**Extract to read:**
==*==

Skip to Content, Navigation, or Footer.
The Eastern Echo Thursday, May 2, 2024 | Print Archive
The Eastern Echo

Worry about EMU's budget crisis, not reductions

It won’t come as a surprise to most of you that the state budget woes are causing some panic at public universities across Michigan.

When all is said and done, Eastern Michigan University is looking at 15 percent or more reduction in state funding next year.

We’ve heard a lot of talk about what might get cut. Various programs, events and employees are at risk. Many people would prefer we push a pay cut on the administrators.

No matter what side you’re on, you probably have an opinion on where the cuts should be made.

However, before you start targeting what you deem to be the most worthless university expenditure, you might want to take a moment to exhale. The sky isn’t falling. There is no crisis.

Holding everything else—like enrollment—equal, the university will need to operate at 85 percent of this year’s costs.
That can be done with virtually no cuts and no tuition increase, excluding the rise from inflation.

Madness? Not at all. The university just needs to eliminate waste and be honest about the amount of funding they need.
Waste is everywhere, and it’s too often dismissed as a minor factor in budgeting. It’s not.

At last month’s Undergraduate Symposium, one presenter discussed the cost of waste in the health care system.
According to the Price-Waterhouse study he cited, 55 percent of health care spending is waste. I’ll repeat that for emphasis: 55 percent.

Some waste is unavoidable. Errors happen and mistakes are made. But, much of the waste we see in all industries is a lack of oversight and a dismissal of the amount that could be saved.

A lot of money could be saved. Maybe not the whole 15 percent, but a sizable portion.

Higher education operates so far outside of the laws of supply and demand there isn’t much incentive for administrators to cut costs through waste reduction.

==*==

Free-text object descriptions

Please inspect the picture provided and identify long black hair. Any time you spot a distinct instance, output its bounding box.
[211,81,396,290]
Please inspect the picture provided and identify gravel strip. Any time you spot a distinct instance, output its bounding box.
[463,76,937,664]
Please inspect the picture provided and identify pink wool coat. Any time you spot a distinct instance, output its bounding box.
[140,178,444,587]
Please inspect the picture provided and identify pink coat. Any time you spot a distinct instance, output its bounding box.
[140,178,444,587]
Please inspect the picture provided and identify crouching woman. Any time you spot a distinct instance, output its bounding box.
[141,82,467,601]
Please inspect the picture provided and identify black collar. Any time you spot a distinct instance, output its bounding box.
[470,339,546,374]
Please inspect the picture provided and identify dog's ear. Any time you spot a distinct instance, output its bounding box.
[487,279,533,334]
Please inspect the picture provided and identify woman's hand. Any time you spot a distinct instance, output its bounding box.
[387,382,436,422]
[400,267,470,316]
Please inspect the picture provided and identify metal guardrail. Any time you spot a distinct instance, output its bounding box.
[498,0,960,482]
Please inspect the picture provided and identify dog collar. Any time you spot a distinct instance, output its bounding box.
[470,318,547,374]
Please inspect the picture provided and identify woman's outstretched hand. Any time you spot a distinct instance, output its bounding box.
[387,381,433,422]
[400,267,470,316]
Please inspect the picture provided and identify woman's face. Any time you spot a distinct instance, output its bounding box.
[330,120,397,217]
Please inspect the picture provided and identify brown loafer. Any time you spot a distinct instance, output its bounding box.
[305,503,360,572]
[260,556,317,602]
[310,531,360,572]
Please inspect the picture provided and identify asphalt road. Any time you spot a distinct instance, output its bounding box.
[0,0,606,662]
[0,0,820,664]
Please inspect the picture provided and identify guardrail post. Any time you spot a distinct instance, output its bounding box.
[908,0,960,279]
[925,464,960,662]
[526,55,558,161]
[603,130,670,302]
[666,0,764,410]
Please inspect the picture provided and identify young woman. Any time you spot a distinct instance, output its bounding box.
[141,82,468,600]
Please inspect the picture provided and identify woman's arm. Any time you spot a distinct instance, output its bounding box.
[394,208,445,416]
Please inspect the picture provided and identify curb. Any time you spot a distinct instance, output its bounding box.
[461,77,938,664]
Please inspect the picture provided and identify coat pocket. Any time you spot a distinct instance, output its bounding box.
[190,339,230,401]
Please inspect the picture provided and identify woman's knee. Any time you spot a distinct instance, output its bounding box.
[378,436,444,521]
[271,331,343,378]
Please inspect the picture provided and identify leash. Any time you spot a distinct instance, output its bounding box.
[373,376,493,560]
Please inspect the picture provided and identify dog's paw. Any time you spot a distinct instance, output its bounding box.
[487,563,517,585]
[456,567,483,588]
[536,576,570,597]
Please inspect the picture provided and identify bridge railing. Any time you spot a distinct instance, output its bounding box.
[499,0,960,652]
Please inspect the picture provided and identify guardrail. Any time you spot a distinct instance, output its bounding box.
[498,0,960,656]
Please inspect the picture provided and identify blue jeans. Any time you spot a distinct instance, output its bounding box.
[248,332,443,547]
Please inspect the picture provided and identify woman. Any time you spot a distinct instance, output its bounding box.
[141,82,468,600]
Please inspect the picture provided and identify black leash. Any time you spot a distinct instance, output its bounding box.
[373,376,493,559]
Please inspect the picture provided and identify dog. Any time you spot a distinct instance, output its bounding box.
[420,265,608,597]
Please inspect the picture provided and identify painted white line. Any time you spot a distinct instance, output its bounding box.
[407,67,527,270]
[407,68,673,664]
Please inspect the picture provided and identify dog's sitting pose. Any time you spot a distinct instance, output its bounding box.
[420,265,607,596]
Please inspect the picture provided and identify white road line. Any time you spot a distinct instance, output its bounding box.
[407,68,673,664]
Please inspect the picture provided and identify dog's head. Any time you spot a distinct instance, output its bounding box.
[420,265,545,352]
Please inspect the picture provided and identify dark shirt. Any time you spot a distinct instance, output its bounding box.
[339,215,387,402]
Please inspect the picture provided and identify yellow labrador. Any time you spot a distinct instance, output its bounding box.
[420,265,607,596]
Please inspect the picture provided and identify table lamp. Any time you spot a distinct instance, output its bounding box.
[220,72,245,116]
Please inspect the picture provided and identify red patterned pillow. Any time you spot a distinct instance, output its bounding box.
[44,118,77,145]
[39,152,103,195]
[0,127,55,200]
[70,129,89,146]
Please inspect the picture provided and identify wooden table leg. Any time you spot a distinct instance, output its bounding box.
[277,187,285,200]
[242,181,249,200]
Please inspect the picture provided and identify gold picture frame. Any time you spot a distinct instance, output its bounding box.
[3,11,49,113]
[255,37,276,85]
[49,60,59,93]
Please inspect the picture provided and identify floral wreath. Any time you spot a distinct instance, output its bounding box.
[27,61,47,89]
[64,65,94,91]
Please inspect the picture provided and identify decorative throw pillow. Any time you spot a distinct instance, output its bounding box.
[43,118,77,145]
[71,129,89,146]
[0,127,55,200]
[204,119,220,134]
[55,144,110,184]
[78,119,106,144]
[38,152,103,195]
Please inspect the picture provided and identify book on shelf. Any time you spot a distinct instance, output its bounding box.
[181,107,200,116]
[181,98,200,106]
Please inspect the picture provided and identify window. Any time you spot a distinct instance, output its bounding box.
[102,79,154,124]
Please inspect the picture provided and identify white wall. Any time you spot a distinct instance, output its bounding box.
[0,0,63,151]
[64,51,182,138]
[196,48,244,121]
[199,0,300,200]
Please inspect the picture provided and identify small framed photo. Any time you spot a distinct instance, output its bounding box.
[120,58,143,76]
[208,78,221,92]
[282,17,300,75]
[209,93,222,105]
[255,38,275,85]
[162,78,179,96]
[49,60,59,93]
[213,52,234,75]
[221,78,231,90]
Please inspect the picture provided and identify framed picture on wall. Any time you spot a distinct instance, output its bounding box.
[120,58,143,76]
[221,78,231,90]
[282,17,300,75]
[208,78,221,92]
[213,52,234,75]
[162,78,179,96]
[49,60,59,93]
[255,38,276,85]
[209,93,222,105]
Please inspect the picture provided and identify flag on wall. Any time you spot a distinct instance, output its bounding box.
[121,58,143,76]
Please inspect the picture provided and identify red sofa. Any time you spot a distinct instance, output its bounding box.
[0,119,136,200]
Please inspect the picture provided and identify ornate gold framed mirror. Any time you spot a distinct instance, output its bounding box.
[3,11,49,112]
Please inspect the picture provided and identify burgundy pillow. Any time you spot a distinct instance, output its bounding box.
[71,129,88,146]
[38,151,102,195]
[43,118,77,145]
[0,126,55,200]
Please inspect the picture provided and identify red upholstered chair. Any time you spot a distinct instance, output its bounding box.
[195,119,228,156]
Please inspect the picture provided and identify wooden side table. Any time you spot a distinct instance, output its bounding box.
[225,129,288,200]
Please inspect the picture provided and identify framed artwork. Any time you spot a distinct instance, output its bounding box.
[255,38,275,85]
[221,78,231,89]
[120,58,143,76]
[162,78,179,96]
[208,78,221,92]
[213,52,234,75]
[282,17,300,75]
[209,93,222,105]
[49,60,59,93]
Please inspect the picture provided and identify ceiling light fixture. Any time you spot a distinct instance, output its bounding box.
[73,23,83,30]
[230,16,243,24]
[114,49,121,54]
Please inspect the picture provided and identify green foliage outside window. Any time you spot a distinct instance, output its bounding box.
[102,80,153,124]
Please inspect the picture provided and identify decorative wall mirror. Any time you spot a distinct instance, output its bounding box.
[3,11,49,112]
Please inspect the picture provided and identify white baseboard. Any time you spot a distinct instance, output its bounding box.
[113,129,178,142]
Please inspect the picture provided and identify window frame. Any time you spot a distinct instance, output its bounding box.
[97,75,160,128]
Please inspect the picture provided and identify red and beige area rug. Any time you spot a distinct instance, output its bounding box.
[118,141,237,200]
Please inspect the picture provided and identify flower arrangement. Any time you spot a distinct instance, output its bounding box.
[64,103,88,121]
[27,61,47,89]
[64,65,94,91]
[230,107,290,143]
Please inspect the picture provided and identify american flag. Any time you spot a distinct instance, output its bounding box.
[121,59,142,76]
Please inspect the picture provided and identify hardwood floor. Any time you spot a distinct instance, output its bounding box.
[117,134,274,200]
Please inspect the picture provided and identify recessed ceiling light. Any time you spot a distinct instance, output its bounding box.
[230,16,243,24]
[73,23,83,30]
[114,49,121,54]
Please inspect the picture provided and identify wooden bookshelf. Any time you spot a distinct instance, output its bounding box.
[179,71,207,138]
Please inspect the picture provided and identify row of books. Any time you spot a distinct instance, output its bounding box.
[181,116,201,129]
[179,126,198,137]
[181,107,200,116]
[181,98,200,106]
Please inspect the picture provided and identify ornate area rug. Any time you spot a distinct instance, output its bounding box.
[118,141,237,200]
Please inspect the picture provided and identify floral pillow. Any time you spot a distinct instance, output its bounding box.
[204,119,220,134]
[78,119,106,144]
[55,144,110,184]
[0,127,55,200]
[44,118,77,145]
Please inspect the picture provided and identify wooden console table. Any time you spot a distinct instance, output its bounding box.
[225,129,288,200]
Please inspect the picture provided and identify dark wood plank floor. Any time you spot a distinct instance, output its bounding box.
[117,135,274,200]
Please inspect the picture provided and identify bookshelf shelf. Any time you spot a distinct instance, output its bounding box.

==*==

**Your tasks:**
[1] List each distinct percentage figure named in the EMU budget editorial, one per line.
[2] Transcribe the part of the EMU budget editorial that opens with the words containing "We’ve heard a" and closes with "budgeting. It’s not.".
[3] Write the next part of the EMU budget editorial, continuing from its last sentence.

**Answers for the tasks:**
[1]
15 percent
85 percent
55 percent

[2]
We’ve heard a lot of talk about what might get cut. Various programs, events and employees are at risk. Many people would prefer we push a pay cut on the administrators.

No matter what side you’re on, you probably have an opinion on where the cuts should be made.

However, before you start targeting what you deem to be the most worthless university expenditure, you might want to take a moment to exhale. The sky isn’t falling. There is no crisis.

Holding everything else—like enrollment—equal, the university will need to operate at 85 percent of this year’s costs.
That can be done with virtually no cuts and no tuition increase, excluding the rise from inflation.

Madness? Not at all. The university just needs to eliminate waste and be honest about the amount of funding they need.
Waste is everywhere, and it’s too often dismissed as a minor factor in budgeting. It’s not.

[3]
Any cost increases can be offset with tuition increases. When tuition goes up, federal loans go up.

The university still gets the money up front at the expense of a hefty student loan, with you and the government taking on all the risk.

Andrew Ferguson’s new book, Crazy U, addresses this problem in one of the concluding chapters more thoroughly than a weekly newspaper column ever could, and it’s worth your time to learn more.

Health care costs function in a similar way with hospitals standing in for universities and insurance companies standing in for student loan companies and the federal government, which is why the earlier comparison works so well.

But even with all that waste eliminated, we might fall short of making up that 15 percent.

Yet, that shouldn’t be a problem either if the university is honest about what it costs to run this place.

Think of it this way. If EMU can operate at the same level of output, for 85 percent of the cost, then even in good times, the state will only give the university that smaller sum of money.

In other words, if EMU admits we can run at this level of funding, we’re admitting we don’t need any more money, which means we won’t get it in the future.

You can see the problem. If we tell Lansing it costs $250 million (for example) a year to run the university, they’re likely to say they can only afford to give us $215 million this year.

If EMU is then able to operate at the same level of output, then Lansing knows the university only needs $215 million, even if they ask for more when the economy improves.

So naturally, the university has a built-in cushion for just such an occasion.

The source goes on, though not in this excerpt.